[PROBLEM REQUIREMENTS] Begin at the line below that holds "If you would be willing to indicate the dirt" and end at the line that holds "If you would be willing to indicate the concrete", transcribing each line exactly and skipping any picture.

Photo-based referring expression data:
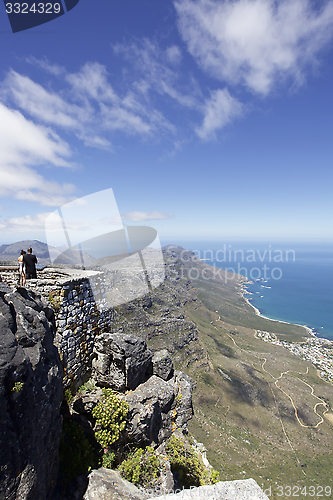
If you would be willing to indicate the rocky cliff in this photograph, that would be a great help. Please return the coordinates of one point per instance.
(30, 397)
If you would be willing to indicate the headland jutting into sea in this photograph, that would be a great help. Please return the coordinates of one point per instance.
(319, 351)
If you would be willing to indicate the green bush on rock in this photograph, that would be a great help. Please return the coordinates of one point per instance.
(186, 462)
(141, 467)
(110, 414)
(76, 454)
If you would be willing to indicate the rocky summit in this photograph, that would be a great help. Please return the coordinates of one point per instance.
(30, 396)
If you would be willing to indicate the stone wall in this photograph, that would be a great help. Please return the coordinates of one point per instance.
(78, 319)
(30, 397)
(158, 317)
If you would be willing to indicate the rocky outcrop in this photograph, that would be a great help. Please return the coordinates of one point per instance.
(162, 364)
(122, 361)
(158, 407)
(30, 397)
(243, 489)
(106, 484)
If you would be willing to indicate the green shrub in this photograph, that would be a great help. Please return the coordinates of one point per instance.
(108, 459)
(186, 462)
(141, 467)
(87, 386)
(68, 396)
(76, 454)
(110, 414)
...
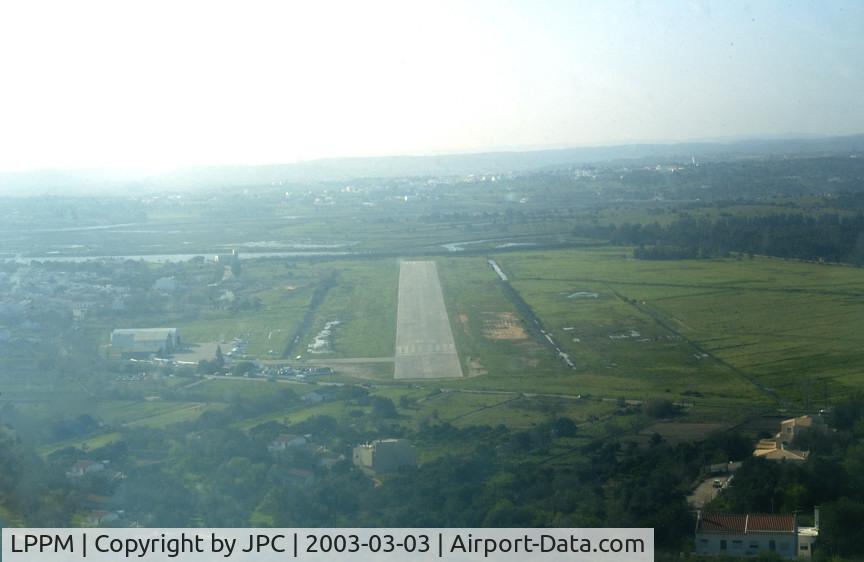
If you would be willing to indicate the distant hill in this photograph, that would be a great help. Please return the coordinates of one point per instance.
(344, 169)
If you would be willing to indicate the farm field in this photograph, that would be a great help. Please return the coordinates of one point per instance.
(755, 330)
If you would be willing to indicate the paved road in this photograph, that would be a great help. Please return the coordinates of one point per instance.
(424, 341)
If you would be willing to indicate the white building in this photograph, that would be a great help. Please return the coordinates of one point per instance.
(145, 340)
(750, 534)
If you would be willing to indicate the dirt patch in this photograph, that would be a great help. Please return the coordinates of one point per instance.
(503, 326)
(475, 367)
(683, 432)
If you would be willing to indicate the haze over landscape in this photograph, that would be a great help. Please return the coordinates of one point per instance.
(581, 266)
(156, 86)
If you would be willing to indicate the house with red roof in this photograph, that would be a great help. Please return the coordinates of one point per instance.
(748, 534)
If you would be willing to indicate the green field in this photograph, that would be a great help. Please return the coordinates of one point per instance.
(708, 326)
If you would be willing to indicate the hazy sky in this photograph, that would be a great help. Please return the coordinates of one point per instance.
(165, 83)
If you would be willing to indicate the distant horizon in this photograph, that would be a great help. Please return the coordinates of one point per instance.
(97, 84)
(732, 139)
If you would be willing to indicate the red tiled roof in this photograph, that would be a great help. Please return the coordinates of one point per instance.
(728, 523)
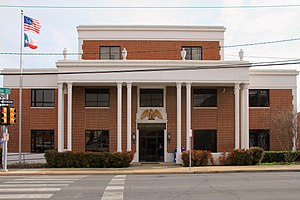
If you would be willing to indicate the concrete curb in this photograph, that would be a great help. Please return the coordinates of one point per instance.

[ANSWER BOX]
If you would be willing to indicate the dirt patch in this photograph, that would be a great help. Please return the coordinates of one point per instance.
(503, 326)
(475, 367)
(683, 432)
If you would be willing to indicate the haze over landscape in this photograph, that would be a great help. Please return the coordinates of one point per instance.
(581, 266)
(156, 86)
If you would be willing to indicate the house with red roof in this photograph, that would be a great help. Please return the coordinates of one point per instance.
(748, 534)
If you would be willing to indicate the green field in this photograph, that would be a great help. Please return the coordinates of one point per instance.
(708, 326)
If you would be willing to indicate the hazy sky in this photograph, that would be a great help. Please return the coordinates of one point per instance.
(165, 83)
If you would be willing to indicate the distant horizon in this photograph, that would be a great help. Please return the coordinates of one point per instance.
(97, 84)
(732, 139)
If you would be willing to indicate the red tiled roof in this photograph, that would be a great help. Please return the coordinates of one point per instance.
(728, 523)
If you would be willing to indicate the concrete curb in this photograph, that would be a great help. Please return the coordinates of one point per instance.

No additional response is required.